Geçen hafta Başakşehir’i
mağlup ederek, az da olsa lig yarışında umutlanan Fenerbahçe, bu hafta ligin
dibindeki Kayserispor’a mağlup olarak bir nevi şampiyonluğa da havlu attı.
Hem de ne mağbuliyet.
O Kayserispor ki, son 3
lig maçında gol atamamış, oynadığı son 4 resmi maçta sadece “yedek ağırlıklı”
Beşiktaş’a gol atabilmiş bir takım.
Ama Fenerbahçe’ye bir
maçta 4 gol atabiliyor.
Bunun nedenlerini,
Fenerbahçe teknik ekibinden önce Fenerbahçe Yönetimi düşünmeli.
Dikkat ederseniz, çözüm
bulmalı demiyoruz, düşünmeli diyoruz.
Çünkü bu saatten sonra ,
bu sorunun çözümü yok.
Aslında var bir çözümü
ama, “bak kızdırmayın, 10 yıl daha kalırım” mantığı karşımızda durduğundan,
dile vermek istemiyoruz.
Eskilerin çok güzel bir
lafı vardır:
“Taş, yerinde ağırdır”
diye..
Ne de güzel bir söz…
Herşey, en verimli
çağında güzel..
Verimlilik dönemi
geçtikten sonra, isterse ne olursa olsun, insana acı verir, zulmeder..
Futbolda bu kural, daha
bir erken maalesef ki.
Futbolcusunuzdur, bütün
tribünler sizin isminizi soluksuz haykırır, adınıza besteler yapılır ama
beyniniz artık ayaklarınıza hükmedemeyecek duruma geldiğinde, o bestelerin yerini
kahır sözleri alır, sevgi tezahüratlarının yerini beddualar, ahlar alır.
Profesyonellik deyip
geçemezsiniz, çünkü karşınızda hitap ettiğiniz kitle, taraftardır ve “taraftarın
profesyoneli olmaz.”
------
Verilen görev 1
Lütfen Fenerbahçe yazısındaki "Bunun nedenlerini, Fenerbahçe teknik ekibinden önce Fenerbahçe Yönetimi düşünmeli." cümlesini İngilizceye çevirin.

(Nesne konumu etiketleme verileri)
------
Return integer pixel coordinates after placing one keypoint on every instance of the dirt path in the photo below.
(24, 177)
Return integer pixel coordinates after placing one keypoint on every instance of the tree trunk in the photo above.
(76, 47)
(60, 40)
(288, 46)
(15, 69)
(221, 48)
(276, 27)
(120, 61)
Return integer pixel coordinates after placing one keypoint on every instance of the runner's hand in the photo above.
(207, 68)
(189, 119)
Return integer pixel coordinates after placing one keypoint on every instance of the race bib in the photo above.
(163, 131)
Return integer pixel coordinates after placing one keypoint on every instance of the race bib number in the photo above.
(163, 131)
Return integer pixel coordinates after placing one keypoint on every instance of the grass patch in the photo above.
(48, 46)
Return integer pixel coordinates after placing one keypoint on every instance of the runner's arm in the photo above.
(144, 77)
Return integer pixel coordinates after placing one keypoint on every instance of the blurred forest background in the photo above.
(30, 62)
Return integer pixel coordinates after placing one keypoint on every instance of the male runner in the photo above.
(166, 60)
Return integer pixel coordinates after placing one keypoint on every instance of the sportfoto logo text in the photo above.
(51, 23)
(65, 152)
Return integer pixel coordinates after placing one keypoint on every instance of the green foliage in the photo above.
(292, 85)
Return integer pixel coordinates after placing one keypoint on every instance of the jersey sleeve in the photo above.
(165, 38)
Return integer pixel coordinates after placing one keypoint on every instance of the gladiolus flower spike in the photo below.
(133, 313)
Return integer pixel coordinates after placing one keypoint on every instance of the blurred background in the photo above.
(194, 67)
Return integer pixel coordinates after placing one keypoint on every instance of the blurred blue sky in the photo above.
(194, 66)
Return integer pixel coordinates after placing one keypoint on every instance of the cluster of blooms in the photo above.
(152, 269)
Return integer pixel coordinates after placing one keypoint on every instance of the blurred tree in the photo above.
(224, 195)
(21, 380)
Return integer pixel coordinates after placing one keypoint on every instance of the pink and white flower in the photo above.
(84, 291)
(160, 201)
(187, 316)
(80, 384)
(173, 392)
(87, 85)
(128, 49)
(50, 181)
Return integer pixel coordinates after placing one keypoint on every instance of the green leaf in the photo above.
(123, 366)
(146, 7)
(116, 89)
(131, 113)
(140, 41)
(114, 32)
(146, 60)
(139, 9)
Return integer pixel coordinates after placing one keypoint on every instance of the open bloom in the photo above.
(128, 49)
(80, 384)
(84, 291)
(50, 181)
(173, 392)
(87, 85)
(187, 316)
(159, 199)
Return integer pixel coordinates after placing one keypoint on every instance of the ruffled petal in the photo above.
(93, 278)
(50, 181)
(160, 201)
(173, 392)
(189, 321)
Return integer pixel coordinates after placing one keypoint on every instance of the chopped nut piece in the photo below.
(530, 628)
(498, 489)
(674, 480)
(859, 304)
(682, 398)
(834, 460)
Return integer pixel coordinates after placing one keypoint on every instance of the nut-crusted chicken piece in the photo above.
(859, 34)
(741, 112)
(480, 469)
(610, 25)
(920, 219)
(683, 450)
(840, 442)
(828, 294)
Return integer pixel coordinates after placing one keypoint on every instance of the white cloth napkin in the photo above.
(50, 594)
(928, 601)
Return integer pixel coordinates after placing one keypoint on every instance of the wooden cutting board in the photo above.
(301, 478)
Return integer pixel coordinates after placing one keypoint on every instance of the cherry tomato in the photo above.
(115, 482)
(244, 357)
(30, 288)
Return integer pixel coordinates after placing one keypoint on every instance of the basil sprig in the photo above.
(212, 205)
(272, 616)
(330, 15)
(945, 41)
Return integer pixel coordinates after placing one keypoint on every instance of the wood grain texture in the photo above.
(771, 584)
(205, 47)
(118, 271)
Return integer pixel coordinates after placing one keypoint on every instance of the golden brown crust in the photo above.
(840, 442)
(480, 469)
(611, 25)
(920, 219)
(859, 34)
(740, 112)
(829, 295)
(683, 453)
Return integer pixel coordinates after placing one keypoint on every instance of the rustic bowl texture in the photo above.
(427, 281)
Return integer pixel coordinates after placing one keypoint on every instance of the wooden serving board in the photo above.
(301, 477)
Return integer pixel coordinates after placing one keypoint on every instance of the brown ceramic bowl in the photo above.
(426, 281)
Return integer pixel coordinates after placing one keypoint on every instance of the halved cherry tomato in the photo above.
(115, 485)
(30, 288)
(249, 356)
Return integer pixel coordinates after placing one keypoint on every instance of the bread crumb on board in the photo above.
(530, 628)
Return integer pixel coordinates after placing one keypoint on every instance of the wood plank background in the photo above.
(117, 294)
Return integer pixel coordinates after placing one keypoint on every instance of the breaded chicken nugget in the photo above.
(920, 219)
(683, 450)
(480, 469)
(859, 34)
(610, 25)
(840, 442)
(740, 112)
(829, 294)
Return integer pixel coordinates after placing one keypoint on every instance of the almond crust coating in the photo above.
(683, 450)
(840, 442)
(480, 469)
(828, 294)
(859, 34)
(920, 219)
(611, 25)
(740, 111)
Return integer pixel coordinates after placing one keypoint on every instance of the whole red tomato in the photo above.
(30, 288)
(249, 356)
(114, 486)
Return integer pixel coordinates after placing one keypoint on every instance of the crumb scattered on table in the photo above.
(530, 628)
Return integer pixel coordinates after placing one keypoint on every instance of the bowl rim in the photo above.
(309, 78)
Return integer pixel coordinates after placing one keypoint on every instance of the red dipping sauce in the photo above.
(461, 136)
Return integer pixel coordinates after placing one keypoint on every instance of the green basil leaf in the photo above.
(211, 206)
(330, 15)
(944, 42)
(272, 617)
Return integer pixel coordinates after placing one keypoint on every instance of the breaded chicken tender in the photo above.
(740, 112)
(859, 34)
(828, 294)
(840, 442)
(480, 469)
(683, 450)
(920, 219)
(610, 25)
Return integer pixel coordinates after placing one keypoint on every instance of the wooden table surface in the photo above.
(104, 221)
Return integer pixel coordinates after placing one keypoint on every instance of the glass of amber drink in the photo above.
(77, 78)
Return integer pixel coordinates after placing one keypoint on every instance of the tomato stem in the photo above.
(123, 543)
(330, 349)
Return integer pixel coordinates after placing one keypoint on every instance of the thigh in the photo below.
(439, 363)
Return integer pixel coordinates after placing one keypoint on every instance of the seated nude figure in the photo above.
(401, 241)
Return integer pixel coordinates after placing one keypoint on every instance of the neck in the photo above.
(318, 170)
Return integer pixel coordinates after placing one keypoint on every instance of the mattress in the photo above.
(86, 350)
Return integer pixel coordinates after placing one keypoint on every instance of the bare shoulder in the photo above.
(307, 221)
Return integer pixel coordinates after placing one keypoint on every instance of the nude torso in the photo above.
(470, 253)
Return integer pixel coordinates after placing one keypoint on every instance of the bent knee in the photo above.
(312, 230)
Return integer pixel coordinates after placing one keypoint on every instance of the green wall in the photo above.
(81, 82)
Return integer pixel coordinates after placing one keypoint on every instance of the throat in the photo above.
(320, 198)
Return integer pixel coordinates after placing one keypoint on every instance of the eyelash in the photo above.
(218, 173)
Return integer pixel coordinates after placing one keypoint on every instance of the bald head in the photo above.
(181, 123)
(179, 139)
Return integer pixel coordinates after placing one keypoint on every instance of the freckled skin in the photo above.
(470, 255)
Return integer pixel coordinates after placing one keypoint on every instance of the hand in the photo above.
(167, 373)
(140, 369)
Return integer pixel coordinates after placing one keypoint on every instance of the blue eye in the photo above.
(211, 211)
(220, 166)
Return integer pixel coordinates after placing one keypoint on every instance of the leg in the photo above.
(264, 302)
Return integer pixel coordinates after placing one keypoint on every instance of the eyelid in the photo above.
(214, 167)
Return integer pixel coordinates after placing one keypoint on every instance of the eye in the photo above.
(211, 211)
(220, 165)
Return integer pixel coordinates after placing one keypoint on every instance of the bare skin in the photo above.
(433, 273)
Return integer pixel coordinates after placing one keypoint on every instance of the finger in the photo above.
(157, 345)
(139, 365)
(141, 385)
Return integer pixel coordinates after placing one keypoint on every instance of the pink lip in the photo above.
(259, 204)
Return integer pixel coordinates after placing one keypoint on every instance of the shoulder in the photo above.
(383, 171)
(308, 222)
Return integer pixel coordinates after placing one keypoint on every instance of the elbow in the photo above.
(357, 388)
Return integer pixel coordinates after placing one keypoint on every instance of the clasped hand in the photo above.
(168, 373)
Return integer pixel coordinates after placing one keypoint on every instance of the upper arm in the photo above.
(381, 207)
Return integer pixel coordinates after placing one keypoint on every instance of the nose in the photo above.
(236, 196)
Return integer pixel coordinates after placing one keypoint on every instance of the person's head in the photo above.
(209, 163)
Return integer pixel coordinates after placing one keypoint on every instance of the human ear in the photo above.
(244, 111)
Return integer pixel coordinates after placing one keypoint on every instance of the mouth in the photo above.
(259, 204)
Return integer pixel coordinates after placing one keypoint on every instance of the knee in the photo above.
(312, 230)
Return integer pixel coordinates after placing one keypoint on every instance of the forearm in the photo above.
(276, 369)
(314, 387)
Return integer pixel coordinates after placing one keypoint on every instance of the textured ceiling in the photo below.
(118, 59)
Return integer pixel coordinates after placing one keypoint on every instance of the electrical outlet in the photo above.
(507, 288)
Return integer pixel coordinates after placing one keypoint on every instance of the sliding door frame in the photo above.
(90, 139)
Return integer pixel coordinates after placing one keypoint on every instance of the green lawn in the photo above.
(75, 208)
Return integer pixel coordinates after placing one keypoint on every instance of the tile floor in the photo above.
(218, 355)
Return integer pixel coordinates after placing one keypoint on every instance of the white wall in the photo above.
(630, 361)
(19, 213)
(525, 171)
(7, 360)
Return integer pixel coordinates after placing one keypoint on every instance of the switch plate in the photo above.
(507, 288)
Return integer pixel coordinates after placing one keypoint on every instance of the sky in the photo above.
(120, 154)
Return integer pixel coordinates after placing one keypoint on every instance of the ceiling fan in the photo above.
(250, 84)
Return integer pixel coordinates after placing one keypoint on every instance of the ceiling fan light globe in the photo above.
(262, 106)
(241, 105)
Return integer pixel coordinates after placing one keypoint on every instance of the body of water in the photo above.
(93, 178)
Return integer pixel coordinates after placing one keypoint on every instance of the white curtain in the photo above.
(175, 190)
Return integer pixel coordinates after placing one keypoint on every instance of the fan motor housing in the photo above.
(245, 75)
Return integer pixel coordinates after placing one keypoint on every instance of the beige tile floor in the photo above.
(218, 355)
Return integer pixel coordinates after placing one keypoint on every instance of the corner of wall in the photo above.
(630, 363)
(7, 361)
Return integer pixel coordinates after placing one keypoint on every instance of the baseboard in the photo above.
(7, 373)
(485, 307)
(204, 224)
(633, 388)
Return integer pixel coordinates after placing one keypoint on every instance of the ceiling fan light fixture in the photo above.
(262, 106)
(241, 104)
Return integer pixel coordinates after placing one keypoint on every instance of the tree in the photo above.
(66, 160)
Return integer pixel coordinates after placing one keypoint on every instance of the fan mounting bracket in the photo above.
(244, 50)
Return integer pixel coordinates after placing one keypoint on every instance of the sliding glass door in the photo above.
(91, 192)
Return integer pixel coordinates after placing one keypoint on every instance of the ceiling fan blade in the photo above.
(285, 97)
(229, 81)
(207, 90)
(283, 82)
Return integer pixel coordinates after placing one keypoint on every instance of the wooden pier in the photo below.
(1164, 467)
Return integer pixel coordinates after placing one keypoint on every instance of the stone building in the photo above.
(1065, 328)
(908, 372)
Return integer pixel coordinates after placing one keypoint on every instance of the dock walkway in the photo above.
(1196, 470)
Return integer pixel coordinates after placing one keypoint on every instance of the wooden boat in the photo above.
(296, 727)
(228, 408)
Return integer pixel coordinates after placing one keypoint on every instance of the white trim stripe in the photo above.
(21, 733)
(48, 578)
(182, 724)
------
Verilen görev 2
Kayıtlarda "shoulder" kelimesini içeren bütün satırları belirleyip olduğu gibi aktarın.

Doğru sonuç 1
The Fenerbahçe Board should think about the reasons for this before the Fenerbahçe technical staff does.

Doğru sonuç 2
Return integer pixel coordinates after placing one keypoint on every instance of the bare shoulder in the photo above.
Return integer pixel coordinates after placing one keypoint on every instance of the shoulder in the photo above.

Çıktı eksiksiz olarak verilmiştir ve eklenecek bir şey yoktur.